Selected passage:

○ ○ ○ ○ ○ ○ ○

Reproducibility Index

Notice: The reproducibility variables underlying each score are classified using an automated LLM-based pipeline, validated against a manually labeled dataset. LLM-based classification introduces uncertainty and potential bias; scores should be interpreted as estimates. Full accuracy metrics and methodology are described in Coakley et alK. L. Coakley, T. Snelleman, H. Hoos, and O. E. Gundersen, "The embrace of open science: An analysis of a decade of AI research and 56 800 conference papers," Under Review, 2026..

DP-LLM: Runtime Model Adaptation with Dynamic Layer-wise Precision Assignment

Authors: Sangwoo Kwon, Seong Hoon Seo, Jae W. Lee, Yeonhong Park

NeurIPS 2025 | Venue PDF | LLM Run Details

Reproducibility Variable	Result	LLM Response
Research Type	Experimental	Experimental results across multiple models and benchmarks demonstrate that DP-LLM achieves a superior performance-latency trade-off, outperforming prior approaches. Section 6: Experiments, includes Performance Evaluation, Inference Latency Evaluation and Per-Query Qo S Validation. The paper presents numerous tables (Table 1-14) with perplexity and downstream task evaluation results, latency overheads, and ablation studies.

○ ○ ○ ○ ○ ○ ○

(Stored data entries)
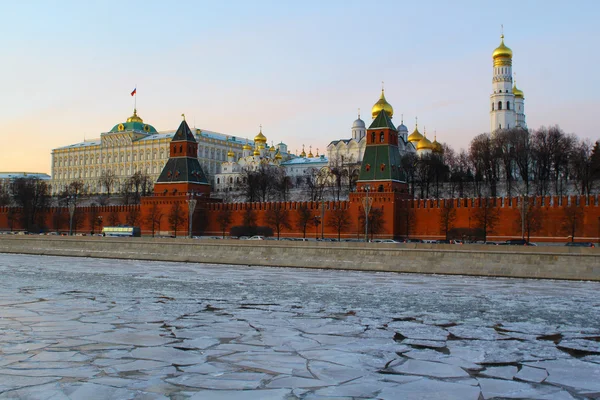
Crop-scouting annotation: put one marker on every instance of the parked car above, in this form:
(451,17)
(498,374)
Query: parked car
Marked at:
(256,237)
(580,244)
(518,242)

○ ○ ○ ○ ○ ○ ○

What this exercise asks:
• a. Rewrite the paragraph of the reproducibility index page that begins "Notice: The reproducibility variables" as a short bulleted list, keeping its main facts.
• b. According to the reproducibility index page, what result is given for the DP-LLM paper's Research Type variable?
• c. Give a continuation of the reproducibility index page, starting after its last sentence.

Results in order:
• a.
- An automated LLM-based pipeline classifies the reproducibility variables behind each score.
- The pipeline was validated against a manually labeled dataset.
- LLM-based classification brings uncertainty and possible bias, so the scores are estimates.
- Coakley et al. describe the full accuracy metrics and methodology.

• b. Experimental.

• c.
Researcher Affiliation	Academia	Sangwoo Kwon, Seong Hoon Seo, Jae W. Lee , Yeonhong Park Seoul National University EMAIL
Pseudocode	Yes	Algorithm 1 Layer-wise Candidate Precision Set and Threshold Assignment of DP-LLM
Open Source Code	Yes	https://github.com/SNU-ARC/DP-LLM
Open Datasets	Yes	We evaluate perplexity on Wikitext2 [32] and C4 [33] datasets. Additionaly, we evaluate decoding performances using datasets with sufficient token generation lengths. Specificaly, we utilize GSM8K [34], MBPP [35], BBH [36], and MATH [37].
Dataset Splits	Yes	For both the Wiki Text2 and C4 datasets, samples are concatenated and divided into chunks of size 2048. A subset of the C4 train dataset (512 tokens 1000 samples) is used for threshold fine-tuning, with the number of epochs and learning rate each set to 5 and 0.01, respectively. GSM8K is evaluated in a 5-shot setting. MBPP is evaluated in a 3-shot setting. BBH is evaluated in a 3-shot setting. MATH is evaluated using the MATH-500 [45] variant, also with 3-shot prompting.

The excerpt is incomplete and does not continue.